> **ABOUT THIS EXERCISE**: Give exactly the lines from the one that contains "Would you be able to point to the brown insect" through the end of the entries below, both included; the pictures stay out.

========

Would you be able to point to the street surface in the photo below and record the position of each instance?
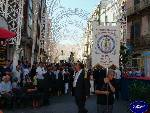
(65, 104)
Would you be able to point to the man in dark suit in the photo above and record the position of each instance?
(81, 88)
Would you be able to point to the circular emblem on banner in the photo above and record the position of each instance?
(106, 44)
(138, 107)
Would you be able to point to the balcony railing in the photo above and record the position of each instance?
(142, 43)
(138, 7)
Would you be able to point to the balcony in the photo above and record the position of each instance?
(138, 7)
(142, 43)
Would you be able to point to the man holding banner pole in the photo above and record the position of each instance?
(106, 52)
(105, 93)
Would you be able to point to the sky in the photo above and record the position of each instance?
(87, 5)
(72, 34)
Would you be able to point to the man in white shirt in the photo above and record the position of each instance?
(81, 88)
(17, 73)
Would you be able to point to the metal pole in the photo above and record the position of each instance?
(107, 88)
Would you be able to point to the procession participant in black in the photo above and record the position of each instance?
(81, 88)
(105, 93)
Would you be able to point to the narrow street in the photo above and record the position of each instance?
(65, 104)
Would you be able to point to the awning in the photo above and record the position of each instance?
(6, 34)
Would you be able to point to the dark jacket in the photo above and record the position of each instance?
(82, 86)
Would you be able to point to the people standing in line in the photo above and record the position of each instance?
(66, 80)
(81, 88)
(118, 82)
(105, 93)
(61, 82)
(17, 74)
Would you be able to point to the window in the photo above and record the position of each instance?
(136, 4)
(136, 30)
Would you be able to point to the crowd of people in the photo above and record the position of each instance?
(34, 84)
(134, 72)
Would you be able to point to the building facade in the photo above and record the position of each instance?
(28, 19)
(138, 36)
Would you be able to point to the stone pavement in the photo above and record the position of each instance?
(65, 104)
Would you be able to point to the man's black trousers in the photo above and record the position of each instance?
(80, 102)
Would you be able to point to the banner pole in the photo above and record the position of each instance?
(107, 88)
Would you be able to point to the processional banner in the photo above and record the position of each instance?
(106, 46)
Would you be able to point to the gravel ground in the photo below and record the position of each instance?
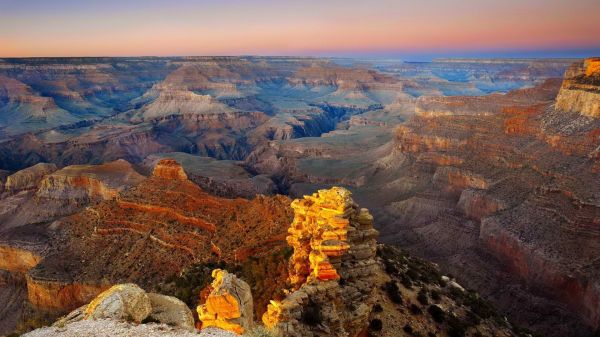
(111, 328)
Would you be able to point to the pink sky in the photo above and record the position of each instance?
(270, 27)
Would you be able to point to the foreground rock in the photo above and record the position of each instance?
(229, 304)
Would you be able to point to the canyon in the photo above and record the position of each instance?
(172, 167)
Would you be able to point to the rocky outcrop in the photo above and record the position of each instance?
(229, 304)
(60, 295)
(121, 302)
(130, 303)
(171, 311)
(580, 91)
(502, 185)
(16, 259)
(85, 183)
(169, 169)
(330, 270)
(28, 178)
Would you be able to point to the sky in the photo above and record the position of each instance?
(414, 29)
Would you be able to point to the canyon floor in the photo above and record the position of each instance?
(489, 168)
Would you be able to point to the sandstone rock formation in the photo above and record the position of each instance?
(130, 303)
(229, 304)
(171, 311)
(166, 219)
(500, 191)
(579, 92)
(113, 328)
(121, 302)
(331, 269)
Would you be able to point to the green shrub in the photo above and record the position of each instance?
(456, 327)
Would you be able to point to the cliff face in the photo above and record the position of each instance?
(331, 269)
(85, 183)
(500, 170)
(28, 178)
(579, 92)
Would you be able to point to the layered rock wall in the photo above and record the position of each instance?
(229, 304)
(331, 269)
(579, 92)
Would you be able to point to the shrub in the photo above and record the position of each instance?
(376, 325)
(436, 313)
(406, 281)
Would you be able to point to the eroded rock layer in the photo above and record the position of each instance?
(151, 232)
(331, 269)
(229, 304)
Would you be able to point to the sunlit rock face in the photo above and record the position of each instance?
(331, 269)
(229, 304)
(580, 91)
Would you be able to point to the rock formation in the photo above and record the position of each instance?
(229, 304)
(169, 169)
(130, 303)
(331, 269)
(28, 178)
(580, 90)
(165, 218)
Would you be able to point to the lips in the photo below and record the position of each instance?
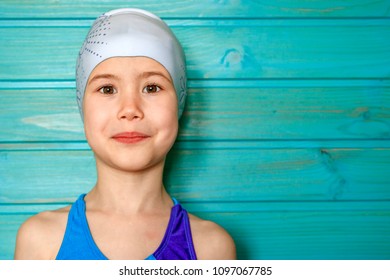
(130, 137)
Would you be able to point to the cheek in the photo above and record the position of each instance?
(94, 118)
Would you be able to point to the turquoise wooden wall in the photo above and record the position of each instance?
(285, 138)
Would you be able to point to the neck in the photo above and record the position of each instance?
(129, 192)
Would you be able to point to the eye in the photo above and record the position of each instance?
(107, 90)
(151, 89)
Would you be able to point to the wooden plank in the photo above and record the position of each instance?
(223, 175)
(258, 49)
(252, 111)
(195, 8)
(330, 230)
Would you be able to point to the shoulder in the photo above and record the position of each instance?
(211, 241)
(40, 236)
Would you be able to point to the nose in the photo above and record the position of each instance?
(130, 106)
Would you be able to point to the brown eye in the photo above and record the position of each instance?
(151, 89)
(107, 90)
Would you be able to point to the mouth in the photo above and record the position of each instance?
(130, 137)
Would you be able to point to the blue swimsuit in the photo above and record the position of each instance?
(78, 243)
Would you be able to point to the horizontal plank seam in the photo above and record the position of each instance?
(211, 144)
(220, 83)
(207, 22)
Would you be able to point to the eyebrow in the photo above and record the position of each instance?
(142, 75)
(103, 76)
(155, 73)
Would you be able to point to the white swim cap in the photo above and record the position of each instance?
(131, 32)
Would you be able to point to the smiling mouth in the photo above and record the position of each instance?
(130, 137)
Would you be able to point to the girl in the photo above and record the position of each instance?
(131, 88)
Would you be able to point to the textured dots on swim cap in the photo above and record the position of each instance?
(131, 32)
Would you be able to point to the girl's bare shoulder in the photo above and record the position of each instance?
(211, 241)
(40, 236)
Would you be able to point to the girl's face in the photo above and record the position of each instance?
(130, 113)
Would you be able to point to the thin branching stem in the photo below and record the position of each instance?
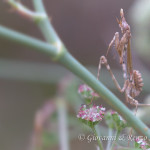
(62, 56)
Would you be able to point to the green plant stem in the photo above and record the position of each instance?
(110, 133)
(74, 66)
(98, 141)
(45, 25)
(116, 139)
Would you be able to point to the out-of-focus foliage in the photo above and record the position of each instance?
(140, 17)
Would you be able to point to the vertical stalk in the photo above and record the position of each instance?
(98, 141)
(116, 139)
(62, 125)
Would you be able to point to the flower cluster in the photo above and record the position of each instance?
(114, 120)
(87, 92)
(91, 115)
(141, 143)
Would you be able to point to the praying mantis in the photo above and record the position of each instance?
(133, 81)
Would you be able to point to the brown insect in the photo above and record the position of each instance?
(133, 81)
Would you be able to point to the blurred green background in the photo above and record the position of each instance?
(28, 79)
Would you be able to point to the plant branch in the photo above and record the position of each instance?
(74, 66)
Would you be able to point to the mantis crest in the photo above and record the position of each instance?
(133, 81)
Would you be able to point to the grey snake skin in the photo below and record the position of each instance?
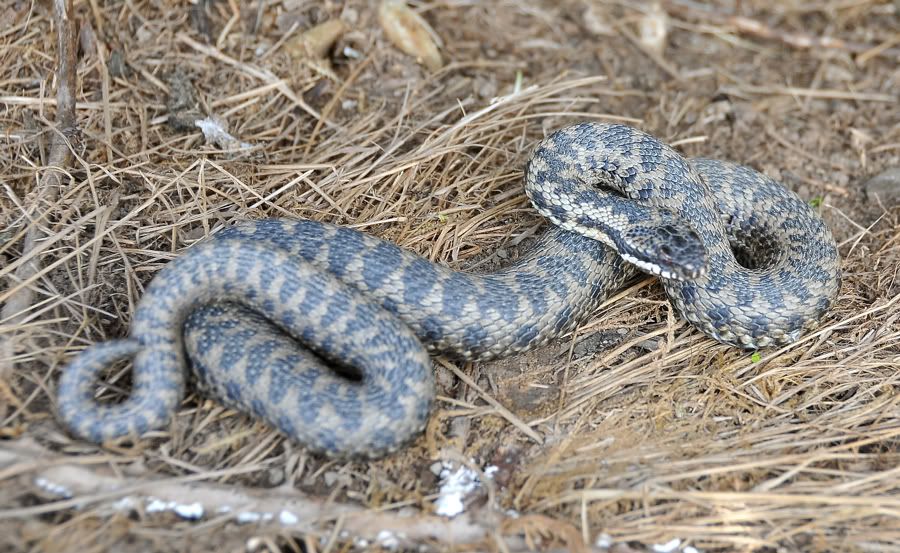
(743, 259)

========

> **ANSWER FOR THIS EXERCISE**:
Would you be able to point to the brown insect in the photo above and record the position of each instance?
(133, 81)
Would you be able to point to the blurred green background in the photo above and record the position of each instance?
(28, 79)
Would you be able to point to the plant branch in the photo above and record the position of each instance?
(74, 66)
Would you be able to point to the mantis crest in the photo above and record the position of each instance?
(133, 81)
Would you be able to point to the grey snake skin in the photo below and record the position of each instance?
(743, 259)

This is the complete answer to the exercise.